Given the records below, transcribe each of them exactly.

### The input

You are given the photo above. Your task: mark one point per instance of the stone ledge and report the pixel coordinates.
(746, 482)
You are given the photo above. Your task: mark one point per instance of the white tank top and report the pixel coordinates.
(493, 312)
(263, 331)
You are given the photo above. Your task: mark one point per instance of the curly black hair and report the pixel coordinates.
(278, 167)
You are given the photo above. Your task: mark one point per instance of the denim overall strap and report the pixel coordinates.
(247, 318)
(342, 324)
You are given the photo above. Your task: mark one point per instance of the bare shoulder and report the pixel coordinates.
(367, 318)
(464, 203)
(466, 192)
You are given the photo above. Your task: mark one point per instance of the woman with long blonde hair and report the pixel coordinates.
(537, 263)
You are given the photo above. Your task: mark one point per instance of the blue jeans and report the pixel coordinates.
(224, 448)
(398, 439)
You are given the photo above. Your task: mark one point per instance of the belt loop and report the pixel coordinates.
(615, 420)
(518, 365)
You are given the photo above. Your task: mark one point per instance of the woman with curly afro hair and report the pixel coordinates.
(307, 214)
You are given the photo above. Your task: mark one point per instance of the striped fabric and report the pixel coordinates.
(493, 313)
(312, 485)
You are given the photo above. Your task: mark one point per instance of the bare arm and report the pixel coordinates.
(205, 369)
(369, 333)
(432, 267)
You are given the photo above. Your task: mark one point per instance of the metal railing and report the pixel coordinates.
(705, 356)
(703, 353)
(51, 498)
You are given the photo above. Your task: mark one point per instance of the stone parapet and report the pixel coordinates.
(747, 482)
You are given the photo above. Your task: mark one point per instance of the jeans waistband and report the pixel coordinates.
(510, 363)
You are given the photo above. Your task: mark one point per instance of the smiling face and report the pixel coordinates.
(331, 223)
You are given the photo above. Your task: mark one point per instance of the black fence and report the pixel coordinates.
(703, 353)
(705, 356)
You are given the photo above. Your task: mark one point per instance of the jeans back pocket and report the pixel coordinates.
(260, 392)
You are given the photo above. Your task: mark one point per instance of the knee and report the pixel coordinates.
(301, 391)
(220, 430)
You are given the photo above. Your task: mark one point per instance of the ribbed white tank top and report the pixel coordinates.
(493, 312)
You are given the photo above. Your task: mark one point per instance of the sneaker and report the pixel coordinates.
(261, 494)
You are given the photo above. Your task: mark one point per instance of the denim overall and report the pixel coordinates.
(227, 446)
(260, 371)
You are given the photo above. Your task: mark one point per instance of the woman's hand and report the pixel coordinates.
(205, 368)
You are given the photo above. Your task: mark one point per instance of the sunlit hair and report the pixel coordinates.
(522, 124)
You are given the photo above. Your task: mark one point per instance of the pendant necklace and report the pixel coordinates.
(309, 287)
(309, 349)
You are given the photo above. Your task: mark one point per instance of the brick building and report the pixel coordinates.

######

# [Result]
You are given the photo above. Your task: mark one point per instance of the stone ledge and report the pixel coordinates.
(746, 482)
You are given the photo above. Your task: mark one point per instance of the white tank top and report the pixel coordinates.
(493, 312)
(263, 331)
You are given the photo above. Your task: mark one point per instance of the curly black hair and report the pixel coordinates.
(278, 167)
You are given the photo above. Your task: mark one point per instance of the denim overall strap and report the pixel coordinates.
(247, 318)
(342, 324)
You are given the photo above. Your task: mark one point per instance of the bare shoulder and report the pixel coordinates.
(367, 318)
(464, 203)
(466, 192)
You are given the photo above. Your task: mark one point per instance of the woman with long blonde hair and report the pixel coordinates.
(537, 263)
You are given the photo above. Your task: mark one point per instance of the blue jeans and report the pixel coordinates.
(224, 448)
(398, 439)
You are given the photo above. Your task: mark one point per instance of the belt loop and report the pixel coordinates.
(615, 420)
(518, 365)
You are given the photo above. Your task: mark one point per instance of the woman with curly afro hair and report the pixel coordinates.
(307, 214)
You are given the photo above. Your task: mark one point per instance of the striped fabric and report the pixel coordinates.
(493, 313)
(312, 485)
You are given the photo above. Your task: mark one point per instance of the bare arm and report the pixel coordinates.
(205, 369)
(369, 333)
(432, 267)
You are given the photo above. Your task: mark one point per instance of the metal railing and report the pixel coordinates.
(705, 356)
(703, 353)
(51, 498)
You are given the photo above. Your task: mark one point per instance of the stone parapet and report the pixel coordinates.
(747, 482)
You are given the photo above. Your task: mark one point per instance of the jeans waistband and report the pixel coordinates.
(510, 363)
You are given the photo above. Your task: mark one point per instance of the smiling face and report the pixel coordinates.
(331, 223)
You are given the photo above. Your task: mark one point per instance of the black fence and report the pixel coordinates.
(703, 353)
(705, 356)
You are given the photo above. Your task: mark one point per instance of the jeans back pocket and report the pixel coordinates.
(260, 392)
You are given the photo above. Your task: mark one point per instance of the knee and report the pixel coordinates.
(301, 391)
(220, 430)
You are given the photo above. Your task: mark one point per instance of the ribbed white tank top and report the pixel coordinates.
(493, 312)
You are given the photo above. Your task: mark one point per instance of the sneaker and report the pixel coordinates.
(261, 494)
You are given the photo above. Your task: mark one point per instance of the denim overall and report the pixel coordinates.
(227, 446)
(260, 371)
You are given the photo above. Your task: mark one point per instance of the woman's hand and report the pixel coordinates.
(205, 368)
You are given the photo above. Your task: mark one point per instance of the sunlit hair and report the pixel coordinates.
(522, 124)
You are given the photo above. Your task: mark one point per instance of the pendant necklace and report the pixel coordinates.
(309, 287)
(309, 349)
You are given the photo above. Your task: mark one point per instance of the brick building and report the pixel coordinates.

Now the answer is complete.